- WHAT THE TASK ASKS: From the items below, copy every line that contains the string "black". Case counts, so match capital and lowercase letters exactly.
START
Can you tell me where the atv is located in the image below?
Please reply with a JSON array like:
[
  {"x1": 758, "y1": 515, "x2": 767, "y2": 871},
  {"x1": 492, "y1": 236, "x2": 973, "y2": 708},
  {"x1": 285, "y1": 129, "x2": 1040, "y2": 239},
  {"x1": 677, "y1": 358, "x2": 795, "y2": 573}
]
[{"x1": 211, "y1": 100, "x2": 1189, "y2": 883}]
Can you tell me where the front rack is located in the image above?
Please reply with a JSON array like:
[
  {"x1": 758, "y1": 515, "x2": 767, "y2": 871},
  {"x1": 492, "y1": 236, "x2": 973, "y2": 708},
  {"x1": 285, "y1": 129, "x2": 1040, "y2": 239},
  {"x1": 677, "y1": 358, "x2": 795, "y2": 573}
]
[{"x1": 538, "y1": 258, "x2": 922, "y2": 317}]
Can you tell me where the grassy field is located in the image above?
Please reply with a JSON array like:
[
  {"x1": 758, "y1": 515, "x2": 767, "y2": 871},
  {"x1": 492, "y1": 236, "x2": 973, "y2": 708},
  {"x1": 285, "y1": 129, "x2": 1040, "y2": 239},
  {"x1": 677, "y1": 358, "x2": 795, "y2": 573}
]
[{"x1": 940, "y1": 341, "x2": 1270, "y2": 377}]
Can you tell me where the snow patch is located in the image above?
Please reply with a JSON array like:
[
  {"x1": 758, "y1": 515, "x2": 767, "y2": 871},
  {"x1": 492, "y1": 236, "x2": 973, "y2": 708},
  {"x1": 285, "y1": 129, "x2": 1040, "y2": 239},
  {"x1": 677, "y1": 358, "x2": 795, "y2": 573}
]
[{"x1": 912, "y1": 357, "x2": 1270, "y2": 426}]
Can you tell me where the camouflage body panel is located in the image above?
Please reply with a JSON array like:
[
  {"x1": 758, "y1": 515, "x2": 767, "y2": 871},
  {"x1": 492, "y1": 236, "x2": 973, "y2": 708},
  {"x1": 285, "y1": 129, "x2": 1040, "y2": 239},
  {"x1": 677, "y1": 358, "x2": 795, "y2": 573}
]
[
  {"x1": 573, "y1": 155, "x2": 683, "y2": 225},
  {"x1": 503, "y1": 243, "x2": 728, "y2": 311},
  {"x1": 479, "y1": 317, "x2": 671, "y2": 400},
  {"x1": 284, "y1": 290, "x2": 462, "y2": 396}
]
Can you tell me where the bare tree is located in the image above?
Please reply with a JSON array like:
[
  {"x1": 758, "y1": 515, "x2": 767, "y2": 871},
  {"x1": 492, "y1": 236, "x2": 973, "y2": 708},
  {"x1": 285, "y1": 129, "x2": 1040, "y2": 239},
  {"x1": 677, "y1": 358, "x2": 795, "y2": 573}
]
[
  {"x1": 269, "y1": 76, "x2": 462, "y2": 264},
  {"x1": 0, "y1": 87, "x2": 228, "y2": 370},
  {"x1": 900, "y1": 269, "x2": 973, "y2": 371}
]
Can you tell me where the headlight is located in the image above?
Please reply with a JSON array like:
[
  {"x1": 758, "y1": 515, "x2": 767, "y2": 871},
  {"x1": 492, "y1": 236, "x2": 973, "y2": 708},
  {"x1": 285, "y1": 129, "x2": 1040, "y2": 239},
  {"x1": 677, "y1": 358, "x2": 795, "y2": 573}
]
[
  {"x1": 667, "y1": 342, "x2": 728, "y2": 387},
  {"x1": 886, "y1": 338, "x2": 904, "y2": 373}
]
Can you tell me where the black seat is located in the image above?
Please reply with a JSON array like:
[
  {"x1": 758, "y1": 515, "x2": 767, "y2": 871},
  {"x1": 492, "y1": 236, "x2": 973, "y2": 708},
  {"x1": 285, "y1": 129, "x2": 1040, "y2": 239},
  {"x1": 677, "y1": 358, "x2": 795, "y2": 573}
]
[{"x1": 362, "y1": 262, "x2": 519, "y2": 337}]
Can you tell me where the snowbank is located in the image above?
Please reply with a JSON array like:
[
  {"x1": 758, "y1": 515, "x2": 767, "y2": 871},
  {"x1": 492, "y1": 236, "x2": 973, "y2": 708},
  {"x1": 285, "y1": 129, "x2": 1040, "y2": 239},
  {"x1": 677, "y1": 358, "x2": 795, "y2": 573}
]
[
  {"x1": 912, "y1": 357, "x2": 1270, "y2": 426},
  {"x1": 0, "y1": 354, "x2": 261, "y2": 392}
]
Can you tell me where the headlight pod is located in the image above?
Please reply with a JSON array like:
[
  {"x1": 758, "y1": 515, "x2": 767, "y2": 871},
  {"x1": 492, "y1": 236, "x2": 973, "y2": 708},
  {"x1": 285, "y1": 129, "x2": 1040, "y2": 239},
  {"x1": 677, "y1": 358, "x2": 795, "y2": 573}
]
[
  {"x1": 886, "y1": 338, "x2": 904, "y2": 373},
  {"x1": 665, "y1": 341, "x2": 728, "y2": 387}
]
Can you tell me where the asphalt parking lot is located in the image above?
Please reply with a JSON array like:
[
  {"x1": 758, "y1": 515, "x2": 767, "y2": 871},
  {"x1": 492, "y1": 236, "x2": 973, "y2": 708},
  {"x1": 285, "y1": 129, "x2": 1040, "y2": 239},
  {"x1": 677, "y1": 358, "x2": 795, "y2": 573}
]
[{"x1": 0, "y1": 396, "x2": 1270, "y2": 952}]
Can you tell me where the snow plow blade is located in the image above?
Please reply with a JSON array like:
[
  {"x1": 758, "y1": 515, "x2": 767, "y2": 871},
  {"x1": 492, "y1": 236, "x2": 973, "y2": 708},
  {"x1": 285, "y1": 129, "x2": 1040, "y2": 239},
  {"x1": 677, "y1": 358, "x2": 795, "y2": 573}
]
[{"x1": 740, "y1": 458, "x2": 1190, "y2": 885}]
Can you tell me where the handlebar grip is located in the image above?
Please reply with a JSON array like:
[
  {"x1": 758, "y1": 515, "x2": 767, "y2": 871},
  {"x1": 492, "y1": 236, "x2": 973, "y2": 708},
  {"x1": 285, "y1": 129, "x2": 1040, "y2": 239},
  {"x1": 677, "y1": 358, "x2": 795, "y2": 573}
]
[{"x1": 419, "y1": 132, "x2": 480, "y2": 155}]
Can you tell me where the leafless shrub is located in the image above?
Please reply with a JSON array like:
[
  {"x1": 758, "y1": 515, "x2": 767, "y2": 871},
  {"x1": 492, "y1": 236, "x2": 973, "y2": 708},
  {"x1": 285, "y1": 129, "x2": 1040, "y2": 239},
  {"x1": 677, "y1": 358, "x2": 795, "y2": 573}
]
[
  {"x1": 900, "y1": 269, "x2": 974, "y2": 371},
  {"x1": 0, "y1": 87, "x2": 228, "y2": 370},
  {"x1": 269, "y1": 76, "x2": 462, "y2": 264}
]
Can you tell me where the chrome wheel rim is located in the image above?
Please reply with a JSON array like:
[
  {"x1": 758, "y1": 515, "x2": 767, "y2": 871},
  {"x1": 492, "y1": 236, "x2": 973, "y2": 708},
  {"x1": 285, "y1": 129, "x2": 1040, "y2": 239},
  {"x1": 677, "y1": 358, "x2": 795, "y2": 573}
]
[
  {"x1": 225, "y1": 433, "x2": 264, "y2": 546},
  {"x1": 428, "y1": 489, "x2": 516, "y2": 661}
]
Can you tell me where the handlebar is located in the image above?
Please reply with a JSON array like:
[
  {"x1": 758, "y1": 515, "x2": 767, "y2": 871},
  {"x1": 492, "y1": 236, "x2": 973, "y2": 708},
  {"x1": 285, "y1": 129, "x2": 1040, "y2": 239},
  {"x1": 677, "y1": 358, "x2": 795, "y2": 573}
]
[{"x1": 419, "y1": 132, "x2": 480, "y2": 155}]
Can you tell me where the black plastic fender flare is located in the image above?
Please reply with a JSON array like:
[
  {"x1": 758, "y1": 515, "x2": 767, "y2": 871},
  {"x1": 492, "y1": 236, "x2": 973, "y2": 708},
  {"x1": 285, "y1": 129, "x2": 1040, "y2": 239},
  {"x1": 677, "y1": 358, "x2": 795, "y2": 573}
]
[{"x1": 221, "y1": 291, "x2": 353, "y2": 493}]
END
- COMPLETE OUTPUT:
Can you tell me where the black seat is located in the image above?
Can you tell me where the black plastic fender flare is located in the image above?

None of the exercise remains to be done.